## [Work instructions]
Please print the data again exactly as given.

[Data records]
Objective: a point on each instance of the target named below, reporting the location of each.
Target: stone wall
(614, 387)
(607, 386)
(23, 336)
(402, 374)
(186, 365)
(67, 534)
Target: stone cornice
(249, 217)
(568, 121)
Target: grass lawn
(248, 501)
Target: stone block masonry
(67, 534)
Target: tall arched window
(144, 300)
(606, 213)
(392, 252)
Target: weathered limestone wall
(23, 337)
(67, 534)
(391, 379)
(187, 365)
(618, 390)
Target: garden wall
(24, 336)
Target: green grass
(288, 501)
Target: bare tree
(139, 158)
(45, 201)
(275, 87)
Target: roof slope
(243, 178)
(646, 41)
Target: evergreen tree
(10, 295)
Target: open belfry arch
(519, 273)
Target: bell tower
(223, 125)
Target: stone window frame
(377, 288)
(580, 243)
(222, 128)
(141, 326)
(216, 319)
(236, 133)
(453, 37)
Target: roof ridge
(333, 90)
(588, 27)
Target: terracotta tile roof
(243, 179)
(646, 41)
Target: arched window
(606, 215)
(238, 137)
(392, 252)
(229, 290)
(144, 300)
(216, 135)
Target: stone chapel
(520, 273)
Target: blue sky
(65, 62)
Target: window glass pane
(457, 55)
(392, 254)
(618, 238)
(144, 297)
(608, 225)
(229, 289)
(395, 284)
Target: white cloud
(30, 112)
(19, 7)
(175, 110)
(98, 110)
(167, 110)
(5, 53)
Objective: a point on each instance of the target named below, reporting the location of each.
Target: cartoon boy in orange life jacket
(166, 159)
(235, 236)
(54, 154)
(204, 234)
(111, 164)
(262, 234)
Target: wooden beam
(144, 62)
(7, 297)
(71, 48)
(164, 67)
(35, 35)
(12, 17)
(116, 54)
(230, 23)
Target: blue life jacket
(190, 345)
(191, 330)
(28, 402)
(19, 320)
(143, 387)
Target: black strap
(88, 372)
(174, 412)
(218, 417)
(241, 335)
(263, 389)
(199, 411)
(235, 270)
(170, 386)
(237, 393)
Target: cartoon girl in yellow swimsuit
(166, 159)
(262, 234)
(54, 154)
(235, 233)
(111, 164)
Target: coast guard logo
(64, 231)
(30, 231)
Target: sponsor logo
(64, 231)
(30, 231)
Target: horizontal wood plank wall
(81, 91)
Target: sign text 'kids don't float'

## [Output]
Objective: a point on each instance of the target named below, reporting the location of each.
Target: stone wall
(614, 387)
(607, 386)
(23, 336)
(402, 374)
(186, 365)
(67, 534)
Target: stone cornice
(249, 217)
(568, 121)
Target: grass lawn
(248, 501)
Target: stone block masonry
(67, 534)
Target: tall arched window
(144, 300)
(606, 213)
(392, 252)
Target: weathered limestone wall
(23, 337)
(67, 534)
(391, 379)
(187, 365)
(618, 390)
Target: garden wall
(24, 336)
Target: green grass
(288, 501)
Target: bare tree
(139, 158)
(45, 201)
(275, 87)
Target: roof slope
(243, 178)
(646, 41)
Target: evergreen tree
(10, 295)
Target: open belfry arch
(519, 273)
Target: bell tower
(223, 125)
Target: stone window frame
(377, 288)
(580, 243)
(222, 128)
(141, 326)
(216, 319)
(236, 133)
(453, 37)
Target: roof ridge
(333, 90)
(588, 27)
Target: terracotta tile roof
(243, 179)
(646, 41)
Target: arched window
(606, 215)
(238, 137)
(392, 252)
(229, 290)
(144, 300)
(216, 135)
Target: stone chapel
(520, 273)
Target: blue sky
(65, 62)
Target: window glass pane
(457, 55)
(392, 254)
(618, 238)
(144, 297)
(608, 225)
(229, 289)
(395, 284)
Target: white cloud
(30, 112)
(19, 7)
(175, 110)
(98, 110)
(167, 110)
(5, 53)
Objective: a point on each instance of the target named below, reporting the location of each.
Target: cartoon boy in orange life jacket
(166, 159)
(235, 236)
(54, 154)
(204, 234)
(111, 164)
(262, 234)
Target: wooden beam
(144, 62)
(7, 297)
(71, 48)
(164, 67)
(35, 35)
(12, 17)
(116, 54)
(230, 23)
Target: blue life jacket
(190, 345)
(191, 330)
(28, 402)
(19, 320)
(143, 387)
Target: black strap
(88, 372)
(174, 412)
(218, 417)
(241, 335)
(263, 389)
(199, 411)
(235, 270)
(170, 386)
(237, 393)
Target: cartoon girl in yellow swimsuit
(166, 159)
(262, 234)
(54, 154)
(235, 233)
(111, 164)
Target: coast guard logo
(64, 231)
(30, 231)
Target: sponsor logo
(64, 231)
(30, 231)
Target: horizontal wood plank wall
(81, 91)
Target: sign text 'kids don't float'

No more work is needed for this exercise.